Please carry on the notes about pedigree string retrieval and the MySQL stored procedure from the point where they stop.

● Passage given
########

Optimise Pedigree String retrieval be storing the pedigree string
- Lazy generation of pedigree string.
- Batch processor to update pedigree string when Pedigree string is invalidated.
Possible database optimisations by moving the selection history out of the germplasm table.
Alternative approaches to storing ancestry tree

Interesting finding

Retrieval of the pedigree tree could have been faster if MySQL supported recursive queries. Unfortunately, MySql does not. We can work around this with using a stored procedure.

# Usage: the standard syntax:
#   WITH RECURSIVE recursive_table AS
#    (initial_SELECT
#     UNION ALL
#     recursive_SELECT)
#   final_SELECT;
# should be translated by you to 
# CALL WITH_EMULATOR(recursive_table, initial_SELECT, recursive_SELECT,
#                    final_SELECT, 0, "").

# ALGORITHM:
# 1) we have an initial table T0 (actual name is an argument
# "recursive_table"), we fill it with result of initial_SELECT.
# 2) We have a union table U, initially empty.
# 3) Loop:
#   add rows of T0 to U,
#   run recursive_SELECT based on T0 and put result into table T1,
#   if T1 is empty
#      then leave loop,
#      else swap T0 and T1 (renaming) and empty T1
# 4) Drop T0, T1
# 5) Rename U to T0
# 6) run final select, send relult to client

# This is for *one* recursive table.
# It would be possible to write a SP creating multiple recursive tables.

delimiter |

CREATE PROCEDURE WITH_EMULATOR(
recursive_table varchar(100), # name of recursive table
initial_SELECT text, # seed a.k.a. anchor
recursive_SELECT text, # recursive member
final_SELECT text, # final SELECT on UNION result
max_recursion int unsigned, # safety against infinite loop, use 0 for default
create_table_options text # you can add CREATE-TABLE-time options
# to your recursive_table, to speed up initial/recursive/final SELECTs; example:
# "(KEY(some_column)) ENGINE=MEMORY"
)

BEGIN
  declare new_rows int unsigned;
  declare show_progress int default 0; # set to 1 to trace/debug execution
  declare recursive_table_next varchar(120);
  declare recursive_table_union varchar(120);
  declare recursive_table_tmp varchar(120);
  set recursive_table_next  = concat(recursive_table, "_next");
  set recursive_table_union = concat(recursive_table, "_union");
  set recursive_table_tmp   = concat(recursive_table, "_tmp"); 
  # Cleanup any previous failed runs
  SET @str =
    CONCAT("DROP TEMPORARY TABLE IF EXISTS ", recursive_table, ",",
    recursive_table_next, ",", recursive_table_union,
    ",", recursive_table_tmp);
  PREPARE stmt FROM @str;
  EXECUTE stmt; 
 # If you need to reference recursive_table more than
  # once in recursive_SELECT, remove the TEMPORARY word.

########

● Material supplied
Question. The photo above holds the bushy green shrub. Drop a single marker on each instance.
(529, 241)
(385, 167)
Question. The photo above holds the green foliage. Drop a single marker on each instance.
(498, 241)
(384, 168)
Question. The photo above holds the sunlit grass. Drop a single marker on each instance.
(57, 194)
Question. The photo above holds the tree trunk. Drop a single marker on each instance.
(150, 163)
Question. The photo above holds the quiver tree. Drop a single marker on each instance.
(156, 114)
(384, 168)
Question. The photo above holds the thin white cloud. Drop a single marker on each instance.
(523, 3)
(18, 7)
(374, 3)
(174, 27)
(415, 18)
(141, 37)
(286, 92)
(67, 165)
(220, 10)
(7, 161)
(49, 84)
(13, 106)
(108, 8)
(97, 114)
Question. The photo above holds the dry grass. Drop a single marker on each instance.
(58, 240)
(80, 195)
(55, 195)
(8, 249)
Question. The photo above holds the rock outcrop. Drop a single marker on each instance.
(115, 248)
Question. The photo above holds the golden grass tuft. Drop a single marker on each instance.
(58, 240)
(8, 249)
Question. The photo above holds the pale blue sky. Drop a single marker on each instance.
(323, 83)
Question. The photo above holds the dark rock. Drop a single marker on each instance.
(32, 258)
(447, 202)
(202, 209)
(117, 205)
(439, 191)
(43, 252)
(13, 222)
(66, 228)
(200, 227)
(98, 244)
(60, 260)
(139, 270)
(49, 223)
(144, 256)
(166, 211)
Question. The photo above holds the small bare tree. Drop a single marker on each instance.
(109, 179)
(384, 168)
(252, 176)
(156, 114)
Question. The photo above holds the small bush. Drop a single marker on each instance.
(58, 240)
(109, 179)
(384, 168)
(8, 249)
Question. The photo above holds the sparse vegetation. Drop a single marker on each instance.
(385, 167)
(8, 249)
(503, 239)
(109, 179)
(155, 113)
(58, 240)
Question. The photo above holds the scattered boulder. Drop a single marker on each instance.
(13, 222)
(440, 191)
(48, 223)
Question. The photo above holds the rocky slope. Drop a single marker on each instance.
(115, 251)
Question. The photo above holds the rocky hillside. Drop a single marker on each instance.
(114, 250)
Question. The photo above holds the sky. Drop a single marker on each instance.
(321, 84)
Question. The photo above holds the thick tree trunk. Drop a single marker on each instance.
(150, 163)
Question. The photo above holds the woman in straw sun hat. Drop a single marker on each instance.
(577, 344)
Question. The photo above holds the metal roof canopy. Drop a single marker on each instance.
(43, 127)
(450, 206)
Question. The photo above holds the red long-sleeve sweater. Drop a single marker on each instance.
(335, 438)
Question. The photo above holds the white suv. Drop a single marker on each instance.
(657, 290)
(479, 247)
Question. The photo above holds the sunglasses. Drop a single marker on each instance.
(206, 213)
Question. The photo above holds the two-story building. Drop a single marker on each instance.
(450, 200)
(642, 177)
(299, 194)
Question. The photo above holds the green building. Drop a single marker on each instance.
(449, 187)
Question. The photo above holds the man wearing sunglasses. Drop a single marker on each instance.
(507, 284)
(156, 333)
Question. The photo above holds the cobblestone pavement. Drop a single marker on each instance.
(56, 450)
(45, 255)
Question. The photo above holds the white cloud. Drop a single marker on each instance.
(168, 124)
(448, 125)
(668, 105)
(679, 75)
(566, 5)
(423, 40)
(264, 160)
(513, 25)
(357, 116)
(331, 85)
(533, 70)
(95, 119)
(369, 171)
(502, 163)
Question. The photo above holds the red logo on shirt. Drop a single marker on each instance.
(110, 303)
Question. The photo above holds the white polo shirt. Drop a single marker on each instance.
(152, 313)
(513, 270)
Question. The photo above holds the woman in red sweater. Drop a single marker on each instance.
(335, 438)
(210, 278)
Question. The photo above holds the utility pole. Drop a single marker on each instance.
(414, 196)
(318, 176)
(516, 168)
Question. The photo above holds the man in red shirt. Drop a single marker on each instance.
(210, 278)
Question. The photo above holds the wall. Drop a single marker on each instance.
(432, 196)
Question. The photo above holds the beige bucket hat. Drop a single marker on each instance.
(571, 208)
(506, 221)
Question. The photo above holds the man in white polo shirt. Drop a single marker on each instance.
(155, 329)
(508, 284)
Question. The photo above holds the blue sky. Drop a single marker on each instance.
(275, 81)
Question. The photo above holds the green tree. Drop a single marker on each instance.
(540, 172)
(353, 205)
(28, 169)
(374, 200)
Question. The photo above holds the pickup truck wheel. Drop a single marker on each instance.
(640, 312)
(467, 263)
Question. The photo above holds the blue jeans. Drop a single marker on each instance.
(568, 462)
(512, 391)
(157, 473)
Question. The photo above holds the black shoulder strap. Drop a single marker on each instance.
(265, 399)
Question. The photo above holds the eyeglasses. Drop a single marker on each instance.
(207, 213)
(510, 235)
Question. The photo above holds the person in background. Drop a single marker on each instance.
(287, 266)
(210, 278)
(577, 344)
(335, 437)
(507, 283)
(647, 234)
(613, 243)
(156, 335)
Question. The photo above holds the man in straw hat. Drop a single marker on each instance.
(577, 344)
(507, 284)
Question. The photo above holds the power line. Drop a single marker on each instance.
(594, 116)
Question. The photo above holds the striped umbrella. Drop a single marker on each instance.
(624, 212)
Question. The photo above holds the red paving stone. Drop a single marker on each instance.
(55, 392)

########

● Task response
  SET @str = # create and fill T0
    CONCAT("CREATE TEMPORARY TABLE ", recursive_table, " ",
    create_table_options, " AS ", initial_SELECT);
  PREPARE stmt FROM @str;
  EXECUTE stmt;
  SET @str = # create U
    CONCAT("CREATE TEMPORARY TABLE ", recursive_table_union, " LIKE ", recursive_table);
  PREPARE stmt FROM @str;
  EXECUTE stmt;
  SET @str = # create T1
    CONCAT("CREATE TEMPORARY TABLE ", recursive_table_next, " LIKE ", recursive_table);
  PREPARE stmt FROM @str;
  EXECUTE stmt;
  if max_recursion = 0 then
    set max_recursion = 100; # a default to protect the innocent
  end if;
  recursion: repeat
    # add T0 to U (this is always UNION ALL)
    SET @str =
      CONCAT("INSERT INTO ", recursive_table_union, " SELECT * FROM ", recursive_table);
    PREPARE stmt FROM @str;
    EXECUTE stmt;
    # we are done if max depth reached
    set max_recursion = max_recursion - 1;
    if not max_recursion then
      if show_progress then
        select concat("max recursion exceeded");
      end if;
      leave recursion;
    end if;
    # fill T1 by applying the recursive SELECT on T0
    SET @str =
      CONCAT("INSERT INTO ", recursive_table_next, " ", recursive_SELECT);
    PREPARE stmt FROM @str;
    EXECUTE stmt;
    # we are done if no rows in T1
    select row_count() into new_rows;
    if show_progress then
      select concat(new_rows, " new rows found");
    end if;
    if not new_rows then
      leave recursion;
    end if;
    # Prepare next iteration:
    # T1 becomes T0, to be the source of next run of recursive_SELECT,
    # T0 is recycled to be T1.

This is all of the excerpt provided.